:: Tekstfragment
26. Het vorenoverwogene leidt ertoe dat de man over de periode van 1 maart 2008 tot 1 maart 2012 onvoldoende draagkracht heeft om een partner- en kinderalimentatie te betalen hoger dan de door hem aangeboden kinderalimentatie van € 400,- per maand en partneralimentatie van € 900,- per maand. Met ingang van 1 maart 2012 moet de man, uitgaande van bovenstaande gegevens, in staat worden geacht een kinderalimentatie te betalen van € 400,- per maand en een partneralimentatie van € 1.237,- bruto per maand. Het hof zal evenwel deze bijdrage ten behoeve van de vrouw nu nog niet vaststellen, omdat het te ver in de toekomst ligt.
::::
- _Deelopdrachten_:
1 - Geef uit het fragment over de alimentatie woordelijk weer: alles vanaf "26. Het vorenoverwogene" tot en met "de toekomst ligt.".
2 - Beantwoord de volgende vragen over het fragment over de alimentatie.
(a) Hoeveel kinderalimentatie per maand heeft de man zelf aangeboden?
(b) Vanaf welke datum wordt de man in staat geacht een partneralimentatie van € 1.237,- bruto per maand te betalen?
(c) Waarom stelt het hof deze bijdrage ten behoeve van de vrouw nu nog niet vast?
3 - Zet het fragment over de alimentatie voort na de laatste zin.
:: Aangeleverd materiaal
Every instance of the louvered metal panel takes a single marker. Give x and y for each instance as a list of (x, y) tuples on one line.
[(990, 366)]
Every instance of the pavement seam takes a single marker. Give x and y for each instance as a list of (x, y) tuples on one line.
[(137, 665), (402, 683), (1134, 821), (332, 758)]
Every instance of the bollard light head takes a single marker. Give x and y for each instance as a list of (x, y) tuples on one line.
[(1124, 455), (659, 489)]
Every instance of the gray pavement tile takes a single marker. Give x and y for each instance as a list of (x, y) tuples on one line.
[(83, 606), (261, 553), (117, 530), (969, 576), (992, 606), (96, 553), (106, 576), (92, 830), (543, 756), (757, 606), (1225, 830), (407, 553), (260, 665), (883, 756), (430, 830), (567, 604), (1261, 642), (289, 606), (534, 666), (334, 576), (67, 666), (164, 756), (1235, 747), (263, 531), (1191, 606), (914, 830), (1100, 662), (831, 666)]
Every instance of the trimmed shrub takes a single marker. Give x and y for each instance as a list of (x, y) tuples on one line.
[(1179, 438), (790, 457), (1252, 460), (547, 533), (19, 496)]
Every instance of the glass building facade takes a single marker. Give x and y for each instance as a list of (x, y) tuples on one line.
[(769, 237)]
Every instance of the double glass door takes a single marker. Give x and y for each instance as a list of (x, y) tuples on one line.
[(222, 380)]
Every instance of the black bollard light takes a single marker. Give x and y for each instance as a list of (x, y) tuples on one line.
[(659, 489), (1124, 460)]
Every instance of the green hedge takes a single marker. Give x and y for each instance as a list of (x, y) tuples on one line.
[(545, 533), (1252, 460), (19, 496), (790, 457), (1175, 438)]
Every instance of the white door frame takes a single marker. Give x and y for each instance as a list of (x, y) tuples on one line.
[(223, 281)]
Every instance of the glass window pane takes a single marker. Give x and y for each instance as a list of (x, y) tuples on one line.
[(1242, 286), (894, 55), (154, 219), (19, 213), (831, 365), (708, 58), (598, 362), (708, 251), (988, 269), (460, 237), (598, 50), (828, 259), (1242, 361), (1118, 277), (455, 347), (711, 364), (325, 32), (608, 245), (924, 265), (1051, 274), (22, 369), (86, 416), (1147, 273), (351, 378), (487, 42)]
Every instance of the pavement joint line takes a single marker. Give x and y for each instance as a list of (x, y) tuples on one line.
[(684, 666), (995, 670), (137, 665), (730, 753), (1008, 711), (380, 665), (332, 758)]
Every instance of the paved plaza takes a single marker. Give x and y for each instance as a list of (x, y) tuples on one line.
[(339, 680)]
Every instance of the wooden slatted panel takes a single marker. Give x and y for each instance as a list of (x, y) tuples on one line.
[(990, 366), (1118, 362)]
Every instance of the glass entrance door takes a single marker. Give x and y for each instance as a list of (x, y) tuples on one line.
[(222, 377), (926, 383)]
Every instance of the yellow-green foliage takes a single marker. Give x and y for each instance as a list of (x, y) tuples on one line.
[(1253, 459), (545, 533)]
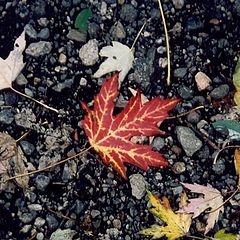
::::
- _Uitwerkingen_:
1 -
26. Het vorenoverwogene leidt ertoe dat de man over de periode van 1 maart 2008 tot 1 maart 2012 onvoldoende draagkracht heeft om een partner- en kinderalimentatie te betalen hoger dan de door hem aangeboden kinderalimentatie van € 400,- per maand en partneralimentatie van € 900,- per maand. Met ingang van 1 maart 2012 moet de man, uitgaande van bovenstaande gegevens, in staat worden geacht een kinderalimentatie te betalen van € 400,- per maand en een partneralimentatie van € 1.237,- bruto per maand. Het hof zal evenwel deze bijdrage ten behoeve van de vrouw nu nog niet vaststellen, omdat het te ver in de toekomst ligt.

2 -
(a) € 400,- per maand.
(b) Met ingang van 1 maart 2012.
(c) Omdat het te ver in de toekomst ligt.

3 -
Terugbetalingsverplichting
27. De man stelt dat de rechtbank ten onrechte heeft geoordeeld dat de vrouw de teveel ontvangen alimentatie niet behoeft terug te betalen. Immers partijen hadden reeds overeenstemming bereikt en de vrouw heeft er zelf voor gekozen om nadien alsnog beslag te laten leggen op het loon van de man. Deze beslaglegging heeft de man in financiële problemen gebracht. Bovendien kan geen sprake zijn van een consumptief karakter op het moment dat de alimentatie wordt geïnd door beslaglegging. De vrouw had derhalve rekening moeten houden met een terugbetalingsverplichting. De vrouw daarentegen stelt dat de alimentatie een consumptief karakter heeft en er geen sprake van is geweest dat zij de man bewust heeft benadeeld.
28. Het hof overweegt als volgt. Ter zitting is door de vrouw onbestreden gesteld dat zij in financiële problemen verkeert en geen financiële reserves heeft. Dit brengt mee dat een terugbetalingsverplichting tot zodanig ingrijpende gevolgen zou leiden, dat in redelijkheid van haar geen terugbetaling kan worden verlangd. Het hof zal derhalve bepalen dat eventueel teveel door de vrouw ontvangen kinder- en partneralimentatie niet behoeven te worden terugbetaald, dan wel niet door de man zullen worden verrekend met toekomstige termijnen.
29. Het voorgaande leidt ertoe dat het hof de bestreden beschikking zal vernietigen en zal beslissen als volgt.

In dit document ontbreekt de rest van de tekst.